▸ **Records provided**
****

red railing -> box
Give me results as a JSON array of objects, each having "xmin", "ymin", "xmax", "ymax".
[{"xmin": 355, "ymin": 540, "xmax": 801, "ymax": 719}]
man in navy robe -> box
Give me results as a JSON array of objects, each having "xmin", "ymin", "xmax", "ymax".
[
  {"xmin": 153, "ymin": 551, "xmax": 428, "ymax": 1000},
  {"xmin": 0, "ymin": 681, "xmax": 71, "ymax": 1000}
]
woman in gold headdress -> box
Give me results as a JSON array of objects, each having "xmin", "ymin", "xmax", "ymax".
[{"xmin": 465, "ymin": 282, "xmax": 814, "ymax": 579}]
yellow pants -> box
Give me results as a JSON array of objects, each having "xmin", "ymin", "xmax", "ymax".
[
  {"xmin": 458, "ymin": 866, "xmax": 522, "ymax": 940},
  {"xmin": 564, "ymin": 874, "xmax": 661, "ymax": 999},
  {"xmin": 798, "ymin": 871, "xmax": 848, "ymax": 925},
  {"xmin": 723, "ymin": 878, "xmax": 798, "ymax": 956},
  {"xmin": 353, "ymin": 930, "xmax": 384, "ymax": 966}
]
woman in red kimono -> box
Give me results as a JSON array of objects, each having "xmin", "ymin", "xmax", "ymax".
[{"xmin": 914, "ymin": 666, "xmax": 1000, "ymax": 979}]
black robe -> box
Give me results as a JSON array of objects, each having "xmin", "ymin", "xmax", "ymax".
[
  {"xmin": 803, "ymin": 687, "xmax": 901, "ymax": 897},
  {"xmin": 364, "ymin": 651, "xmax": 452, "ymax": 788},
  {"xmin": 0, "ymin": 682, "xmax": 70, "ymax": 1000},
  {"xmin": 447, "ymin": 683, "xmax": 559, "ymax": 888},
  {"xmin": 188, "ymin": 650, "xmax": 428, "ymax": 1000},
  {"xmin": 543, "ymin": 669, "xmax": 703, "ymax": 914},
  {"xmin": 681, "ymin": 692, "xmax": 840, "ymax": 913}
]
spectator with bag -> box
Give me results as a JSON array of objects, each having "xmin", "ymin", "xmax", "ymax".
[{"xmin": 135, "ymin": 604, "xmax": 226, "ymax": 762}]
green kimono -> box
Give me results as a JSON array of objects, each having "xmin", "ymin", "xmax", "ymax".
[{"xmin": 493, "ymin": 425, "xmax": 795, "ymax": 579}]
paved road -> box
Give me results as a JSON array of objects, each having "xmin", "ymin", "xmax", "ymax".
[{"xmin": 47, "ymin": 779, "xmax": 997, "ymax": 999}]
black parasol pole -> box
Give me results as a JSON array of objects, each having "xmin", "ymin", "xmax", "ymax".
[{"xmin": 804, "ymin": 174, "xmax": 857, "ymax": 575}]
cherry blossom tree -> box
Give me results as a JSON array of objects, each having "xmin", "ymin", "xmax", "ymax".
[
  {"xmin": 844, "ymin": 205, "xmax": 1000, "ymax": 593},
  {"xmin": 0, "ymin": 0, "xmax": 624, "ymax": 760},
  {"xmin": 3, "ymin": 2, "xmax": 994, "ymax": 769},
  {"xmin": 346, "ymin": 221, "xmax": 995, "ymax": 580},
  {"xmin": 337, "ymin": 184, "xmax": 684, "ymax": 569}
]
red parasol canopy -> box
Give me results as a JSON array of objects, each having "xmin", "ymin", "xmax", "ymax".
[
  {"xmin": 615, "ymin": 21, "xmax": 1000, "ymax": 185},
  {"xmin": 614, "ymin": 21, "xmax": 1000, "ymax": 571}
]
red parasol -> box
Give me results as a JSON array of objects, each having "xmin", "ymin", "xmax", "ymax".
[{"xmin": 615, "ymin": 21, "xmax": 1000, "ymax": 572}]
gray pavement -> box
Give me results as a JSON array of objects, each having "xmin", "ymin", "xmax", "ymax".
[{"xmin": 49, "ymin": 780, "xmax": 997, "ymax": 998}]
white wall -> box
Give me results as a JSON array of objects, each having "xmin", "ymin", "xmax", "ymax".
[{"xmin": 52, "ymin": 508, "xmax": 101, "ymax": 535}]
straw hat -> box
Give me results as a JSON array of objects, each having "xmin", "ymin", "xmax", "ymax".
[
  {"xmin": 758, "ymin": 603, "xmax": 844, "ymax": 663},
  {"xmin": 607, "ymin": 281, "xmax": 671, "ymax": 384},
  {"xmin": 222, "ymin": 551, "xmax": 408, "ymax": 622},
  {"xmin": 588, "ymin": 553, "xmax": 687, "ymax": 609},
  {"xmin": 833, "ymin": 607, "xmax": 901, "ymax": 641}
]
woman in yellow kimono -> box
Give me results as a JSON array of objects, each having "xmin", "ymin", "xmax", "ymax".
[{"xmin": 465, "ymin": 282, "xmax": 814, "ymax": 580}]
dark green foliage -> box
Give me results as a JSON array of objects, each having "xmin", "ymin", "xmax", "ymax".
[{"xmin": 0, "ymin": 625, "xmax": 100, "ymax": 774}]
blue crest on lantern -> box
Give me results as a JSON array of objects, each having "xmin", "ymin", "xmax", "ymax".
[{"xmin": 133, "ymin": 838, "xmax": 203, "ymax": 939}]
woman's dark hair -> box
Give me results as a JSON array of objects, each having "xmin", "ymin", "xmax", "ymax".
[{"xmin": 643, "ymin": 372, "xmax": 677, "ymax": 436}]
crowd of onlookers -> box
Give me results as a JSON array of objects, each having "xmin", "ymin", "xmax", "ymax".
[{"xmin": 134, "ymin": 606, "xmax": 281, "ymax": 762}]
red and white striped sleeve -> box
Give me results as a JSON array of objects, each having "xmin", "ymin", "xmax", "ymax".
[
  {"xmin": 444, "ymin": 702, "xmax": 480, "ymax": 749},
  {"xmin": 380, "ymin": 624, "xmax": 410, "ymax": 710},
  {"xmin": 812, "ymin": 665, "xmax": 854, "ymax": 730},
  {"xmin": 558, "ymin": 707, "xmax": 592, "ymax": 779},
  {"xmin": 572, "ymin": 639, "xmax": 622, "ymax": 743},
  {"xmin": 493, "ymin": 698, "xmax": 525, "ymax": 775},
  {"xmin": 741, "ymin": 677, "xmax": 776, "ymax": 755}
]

****

▸ **Exercise goal**
Only the lines from the start of the material through the line containing "green kimono -> box" belong in the answer, each copied exactly.

▸ **Answer to this problem**
red railing -> box
Give me results as a JSON array of objects, each having "xmin", "ymin", "xmax", "ymax".
[{"xmin": 355, "ymin": 540, "xmax": 801, "ymax": 719}]
man in navy robe -> box
Give me results as a JSON array of objects, each having "xmin", "ymin", "xmax", "ymax".
[
  {"xmin": 153, "ymin": 551, "xmax": 428, "ymax": 1000},
  {"xmin": 0, "ymin": 681, "xmax": 71, "ymax": 1000}
]
woman in gold headdress -> box
Give me results as a JSON array of objects, each having "xmin", "ymin", "xmax", "ymax".
[{"xmin": 465, "ymin": 282, "xmax": 814, "ymax": 579}]
yellow pants -> box
Give me results as a JSON array of objects, each having "xmin", "ymin", "xmax", "ymax".
[
  {"xmin": 458, "ymin": 866, "xmax": 522, "ymax": 940},
  {"xmin": 564, "ymin": 874, "xmax": 661, "ymax": 999},
  {"xmin": 798, "ymin": 871, "xmax": 848, "ymax": 925},
  {"xmin": 723, "ymin": 878, "xmax": 798, "ymax": 956},
  {"xmin": 353, "ymin": 930, "xmax": 384, "ymax": 966}
]
woman in red kimono -> box
Give me results as a JSON array of objects, each having "xmin", "ymin", "xmax", "ymax".
[{"xmin": 914, "ymin": 666, "xmax": 1000, "ymax": 979}]
black robe -> box
Give me results as a JSON array of objects, each having "xmin", "ymin", "xmax", "ymax".
[
  {"xmin": 803, "ymin": 687, "xmax": 901, "ymax": 897},
  {"xmin": 364, "ymin": 651, "xmax": 452, "ymax": 788},
  {"xmin": 0, "ymin": 682, "xmax": 70, "ymax": 1000},
  {"xmin": 447, "ymin": 683, "xmax": 559, "ymax": 888},
  {"xmin": 188, "ymin": 650, "xmax": 428, "ymax": 1000},
  {"xmin": 543, "ymin": 669, "xmax": 703, "ymax": 914},
  {"xmin": 681, "ymin": 692, "xmax": 840, "ymax": 913}
]
spectator with bag -> box
Give me results as a JSON array of objects, each having "xmin", "ymin", "xmax", "ymax".
[{"xmin": 135, "ymin": 604, "xmax": 226, "ymax": 762}]
green kimono -> box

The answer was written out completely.